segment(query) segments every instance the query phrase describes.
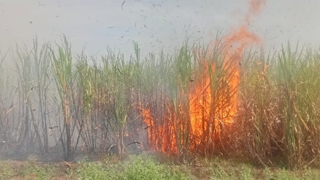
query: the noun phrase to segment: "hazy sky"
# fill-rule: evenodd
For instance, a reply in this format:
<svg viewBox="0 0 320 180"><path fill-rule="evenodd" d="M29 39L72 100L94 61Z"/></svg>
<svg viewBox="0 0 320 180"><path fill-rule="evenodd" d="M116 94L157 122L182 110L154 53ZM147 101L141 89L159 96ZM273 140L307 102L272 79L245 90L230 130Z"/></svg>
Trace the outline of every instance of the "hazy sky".
<svg viewBox="0 0 320 180"><path fill-rule="evenodd" d="M16 43L30 46L36 34L42 41L54 41L63 33L75 52L85 45L89 54L105 53L107 45L131 52L135 40L145 54L162 45L172 49L187 33L206 41L214 39L221 29L227 34L243 20L249 7L248 0L126 0L123 10L123 2L0 0L0 44L4 49ZM290 38L295 43L299 39L320 44L320 1L266 2L250 23L251 30L264 43L278 45Z"/></svg>

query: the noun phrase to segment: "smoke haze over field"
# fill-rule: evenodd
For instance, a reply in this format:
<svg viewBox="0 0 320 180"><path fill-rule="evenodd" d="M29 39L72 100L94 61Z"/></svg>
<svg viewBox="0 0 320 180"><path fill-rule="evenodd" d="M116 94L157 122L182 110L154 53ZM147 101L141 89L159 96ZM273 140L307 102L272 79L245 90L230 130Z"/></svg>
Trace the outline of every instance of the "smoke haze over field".
<svg viewBox="0 0 320 180"><path fill-rule="evenodd" d="M80 52L86 45L87 53L100 50L105 53L104 47L108 45L125 54L133 52L131 42L135 40L141 44L145 55L162 45L172 50L186 34L203 37L206 41L214 39L220 29L227 35L230 28L243 22L249 8L247 0L127 0L123 3L2 1L0 44L4 50L14 47L16 43L31 47L36 34L41 41L54 41L64 33L71 38L75 52ZM286 43L289 39L317 44L320 26L316 22L320 17L319 7L317 0L266 1L260 14L250 20L250 30L270 46Z"/></svg>

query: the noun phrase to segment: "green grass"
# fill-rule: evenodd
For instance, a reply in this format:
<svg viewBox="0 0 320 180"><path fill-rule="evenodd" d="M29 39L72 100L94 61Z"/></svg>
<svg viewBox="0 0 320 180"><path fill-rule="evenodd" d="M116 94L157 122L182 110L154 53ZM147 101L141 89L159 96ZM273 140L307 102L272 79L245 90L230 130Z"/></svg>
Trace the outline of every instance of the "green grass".
<svg viewBox="0 0 320 180"><path fill-rule="evenodd" d="M124 162L113 165L82 162L77 170L79 180L189 179L173 165L160 164L150 157L132 156Z"/></svg>
<svg viewBox="0 0 320 180"><path fill-rule="evenodd" d="M145 154L119 161L108 156L99 161L88 159L70 164L36 161L0 161L0 180L10 179L277 180L320 179L318 169L288 170L274 167L258 168L238 160L201 159L196 163L177 166Z"/></svg>
<svg viewBox="0 0 320 180"><path fill-rule="evenodd" d="M41 166L32 162L27 162L24 165L20 174L25 179L46 180L50 179L55 175L57 170L54 167Z"/></svg>
<svg viewBox="0 0 320 180"><path fill-rule="evenodd" d="M13 176L14 169L9 163L4 162L0 163L0 180L7 179Z"/></svg>

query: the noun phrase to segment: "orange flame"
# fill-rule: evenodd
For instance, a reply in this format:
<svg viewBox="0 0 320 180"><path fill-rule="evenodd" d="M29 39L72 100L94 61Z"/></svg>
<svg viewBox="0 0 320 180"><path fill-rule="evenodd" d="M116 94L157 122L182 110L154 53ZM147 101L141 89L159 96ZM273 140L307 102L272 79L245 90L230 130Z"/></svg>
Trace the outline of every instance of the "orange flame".
<svg viewBox="0 0 320 180"><path fill-rule="evenodd" d="M211 94L210 79L207 67L205 69L202 77L193 82L193 86L189 85L190 89L188 94L189 113L192 136L189 140L191 141L190 143L190 149L194 150L197 148L197 145L204 142L206 143L206 141L209 141L208 138L206 139L204 134L210 134L206 135L209 136L214 136L215 134L219 135L221 131L220 124L223 124L228 125L232 123L233 117L237 112L238 92L237 87L240 82L239 75L240 69L239 66L242 58L242 53L244 50L251 45L257 44L260 41L257 35L249 30L249 22L252 16L259 12L262 4L265 2L265 0L249 1L249 11L245 15L244 23L235 30L231 29L230 35L225 37L222 40L227 45L225 49L224 65L231 66L231 68L228 69L228 73L229 76L226 81L230 89L235 90L235 93L232 95L225 93L222 95L220 94L220 96L218 97L212 97L214 95L217 95ZM207 67L204 60L203 60L202 62L204 63L202 64L201 66ZM215 69L215 64L212 64L211 66L213 70ZM232 96L231 99L228 99L221 95ZM211 104L213 102L212 98L217 98L221 100L218 101L219 104ZM227 99L228 99L230 102L224 101L224 100ZM224 104L225 102L228 102L228 106L228 106L228 108L223 109L219 108L222 107L225 108L226 104ZM225 105L221 105L220 103L223 104ZM212 108L215 112L220 114L218 116L223 119L210 117L210 111L213 110ZM174 123L173 122L175 120L175 117L172 116L170 114L170 111L168 110L162 120L155 121L151 115L151 112L150 109L145 109L141 112L144 118L145 122L149 127L148 129L149 145L153 150L167 153L177 153L175 134L176 130L174 129L178 127L175 127ZM211 126L208 124L210 122L210 119L213 119L213 122L210 123L213 124L211 126L215 127L214 129L212 129ZM162 122L159 122L160 121Z"/></svg>

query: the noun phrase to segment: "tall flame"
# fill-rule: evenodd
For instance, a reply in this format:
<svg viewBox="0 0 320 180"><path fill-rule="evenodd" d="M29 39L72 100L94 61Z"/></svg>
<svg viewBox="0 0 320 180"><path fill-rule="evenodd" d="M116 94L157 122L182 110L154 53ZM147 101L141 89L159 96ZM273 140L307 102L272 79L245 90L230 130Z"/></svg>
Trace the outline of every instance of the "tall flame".
<svg viewBox="0 0 320 180"><path fill-rule="evenodd" d="M234 90L234 93L230 94L228 94L228 92L224 92L219 94L220 96L219 97L216 97L216 94L211 94L209 70L204 60L203 60L203 62L201 63L204 63L201 64L202 67L206 67L206 68L203 71L201 77L193 82L193 85L189 85L191 89L188 95L189 112L192 136L189 140L192 141L190 142L189 148L191 149L196 148L197 145L210 141L209 139L212 136L214 136L215 134L219 135L221 130L219 128L220 125L221 124L228 126L232 123L233 117L237 112L238 92L237 87L240 82L239 66L242 58L242 53L244 50L249 46L257 44L260 41L257 35L249 30L249 23L252 16L259 12L262 4L265 2L265 0L249 1L249 11L244 16L243 24L237 28L232 29L231 34L222 39L227 45L225 50L226 55L224 65L228 65L230 68L228 69L228 79L225 81L228 83L227 86L229 86L229 88L227 89ZM215 69L215 65L211 65L212 70ZM228 95L231 96L229 98L224 96ZM211 104L213 102L212 98L217 98L219 99L219 103L221 104ZM226 101L229 102L226 102ZM217 101L215 102L216 103ZM226 104L228 105L227 106L228 107L226 108ZM223 108L220 108L222 107ZM215 109L215 112L220 114L220 116L218 116L220 118L210 117L210 111L212 110L212 108ZM148 129L149 145L154 150L166 153L176 153L177 148L174 134L176 130L174 129L174 123L172 122L174 121L175 117L172 117L172 115L170 114L168 110L162 120L155 121L151 112L150 109L143 110L141 112L144 118L145 122L151 127ZM214 119L213 122L209 120L211 119ZM161 124L157 124L159 123L159 122L162 122ZM209 123L211 124L209 125ZM212 129L212 127L215 127L214 129ZM205 134L206 135L204 135ZM209 135L207 135L208 134Z"/></svg>

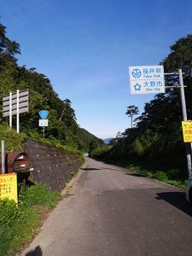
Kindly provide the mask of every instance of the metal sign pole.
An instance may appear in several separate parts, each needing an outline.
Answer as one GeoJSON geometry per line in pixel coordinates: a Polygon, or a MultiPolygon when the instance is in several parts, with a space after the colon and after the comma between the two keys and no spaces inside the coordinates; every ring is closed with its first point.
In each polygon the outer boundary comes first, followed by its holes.
{"type": "Polygon", "coordinates": [[[17,133],[20,132],[20,90],[17,90],[17,133]]]}
{"type": "MultiPolygon", "coordinates": [[[[182,101],[182,111],[183,111],[183,121],[187,121],[187,110],[186,110],[186,103],[185,103],[185,96],[184,96],[184,85],[183,85],[183,79],[182,74],[182,69],[178,70],[179,74],[179,84],[181,86],[181,101],[182,101]]],[[[188,165],[188,173],[189,177],[192,176],[191,172],[191,145],[189,143],[185,143],[185,150],[186,150],[186,156],[187,156],[187,165],[188,165]]]]}
{"type": "Polygon", "coordinates": [[[44,138],[44,127],[43,127],[43,138],[44,138]]]}
{"type": "Polygon", "coordinates": [[[12,127],[12,92],[9,93],[9,126],[12,127]]]}
{"type": "Polygon", "coordinates": [[[2,141],[2,174],[5,173],[4,141],[2,141]]]}

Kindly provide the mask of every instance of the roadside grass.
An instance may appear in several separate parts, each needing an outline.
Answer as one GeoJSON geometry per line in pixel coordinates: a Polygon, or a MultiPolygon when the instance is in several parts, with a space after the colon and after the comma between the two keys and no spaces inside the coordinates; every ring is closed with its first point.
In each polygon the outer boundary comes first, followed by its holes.
{"type": "Polygon", "coordinates": [[[105,162],[124,167],[151,178],[186,189],[188,173],[185,160],[182,158],[148,157],[121,160],[102,159],[105,162]]]}
{"type": "Polygon", "coordinates": [[[26,191],[19,184],[18,207],[13,201],[0,201],[0,255],[15,255],[30,241],[37,228],[61,199],[42,183],[27,185],[26,191]]]}

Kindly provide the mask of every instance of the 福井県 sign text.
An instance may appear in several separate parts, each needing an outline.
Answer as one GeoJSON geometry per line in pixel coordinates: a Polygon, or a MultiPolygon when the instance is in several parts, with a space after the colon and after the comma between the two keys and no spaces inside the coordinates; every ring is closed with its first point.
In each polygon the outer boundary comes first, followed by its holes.
{"type": "Polygon", "coordinates": [[[165,93],[163,66],[129,67],[131,94],[165,93]]]}

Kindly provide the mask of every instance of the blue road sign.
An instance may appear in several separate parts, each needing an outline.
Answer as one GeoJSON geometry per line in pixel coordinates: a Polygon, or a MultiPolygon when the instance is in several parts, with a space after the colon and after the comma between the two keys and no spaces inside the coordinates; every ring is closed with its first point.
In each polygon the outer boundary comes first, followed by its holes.
{"type": "Polygon", "coordinates": [[[48,116],[49,112],[47,110],[41,110],[38,112],[38,113],[42,119],[45,119],[48,116]]]}
{"type": "Polygon", "coordinates": [[[165,93],[163,66],[129,67],[131,94],[165,93]]]}
{"type": "Polygon", "coordinates": [[[141,72],[140,69],[138,69],[138,68],[133,69],[133,71],[132,71],[132,76],[133,76],[135,79],[140,78],[141,75],[142,75],[142,72],[141,72]]]}

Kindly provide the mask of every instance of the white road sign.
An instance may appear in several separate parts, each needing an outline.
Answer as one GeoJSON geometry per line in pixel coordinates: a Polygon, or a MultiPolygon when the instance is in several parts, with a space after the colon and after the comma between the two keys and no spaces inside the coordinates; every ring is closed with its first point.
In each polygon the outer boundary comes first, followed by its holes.
{"type": "Polygon", "coordinates": [[[163,66],[129,67],[131,94],[165,93],[163,66]]]}
{"type": "Polygon", "coordinates": [[[38,126],[46,127],[48,126],[48,119],[39,119],[38,126]]]}

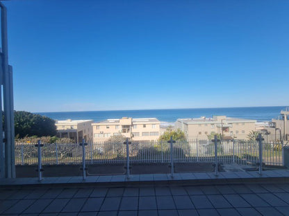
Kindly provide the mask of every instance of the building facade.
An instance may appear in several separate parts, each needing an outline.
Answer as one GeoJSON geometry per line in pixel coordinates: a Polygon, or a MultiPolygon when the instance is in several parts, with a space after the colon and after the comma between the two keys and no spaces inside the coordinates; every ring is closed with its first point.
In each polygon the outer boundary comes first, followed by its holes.
{"type": "Polygon", "coordinates": [[[76,143],[92,141],[92,120],[56,120],[56,136],[60,138],[69,138],[76,143]]]}
{"type": "Polygon", "coordinates": [[[138,141],[156,141],[160,136],[160,123],[155,118],[107,119],[92,124],[93,141],[107,141],[114,135],[138,141]]]}
{"type": "Polygon", "coordinates": [[[211,132],[222,134],[226,139],[247,140],[248,134],[255,130],[256,122],[256,120],[213,116],[209,118],[180,118],[176,120],[175,127],[181,129],[188,140],[208,139],[211,132]]]}

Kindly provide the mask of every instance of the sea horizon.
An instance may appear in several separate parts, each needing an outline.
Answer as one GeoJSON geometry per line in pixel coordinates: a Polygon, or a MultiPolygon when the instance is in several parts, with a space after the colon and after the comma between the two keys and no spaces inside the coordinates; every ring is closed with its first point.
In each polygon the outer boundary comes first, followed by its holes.
{"type": "Polygon", "coordinates": [[[46,116],[54,120],[84,120],[91,119],[99,122],[108,118],[156,118],[160,122],[174,123],[178,118],[210,118],[214,115],[226,116],[231,118],[240,118],[256,120],[258,122],[270,121],[278,118],[280,111],[286,106],[272,107],[240,107],[215,108],[182,108],[182,109],[154,109],[107,111],[75,111],[34,112],[46,116]]]}

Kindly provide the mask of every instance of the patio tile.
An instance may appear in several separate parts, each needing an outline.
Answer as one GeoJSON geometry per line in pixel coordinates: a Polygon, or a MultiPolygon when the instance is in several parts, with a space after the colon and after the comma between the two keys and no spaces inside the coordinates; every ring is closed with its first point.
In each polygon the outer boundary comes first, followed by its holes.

+++++

** WHAT TO DO **
Return, word for word, every line from the line with "Kindly provide the mask of every instance of the patio" to the final line of the data.

** TASK OUTPUT **
Kindly provide the mask of every instance of the patio tile.
An instance may appear in several separate parts, each needing an outline.
Answer as one GeoJSON geometry per line in pixel coordinates: a Polygon, or a MultiPolygon when the instance is in several parts, with a space after the colon and after the comma between the two keys and no spaces inside the coordinates; every ring is closed with its first point.
In each polygon the outer boundary comes first, followed by its holes.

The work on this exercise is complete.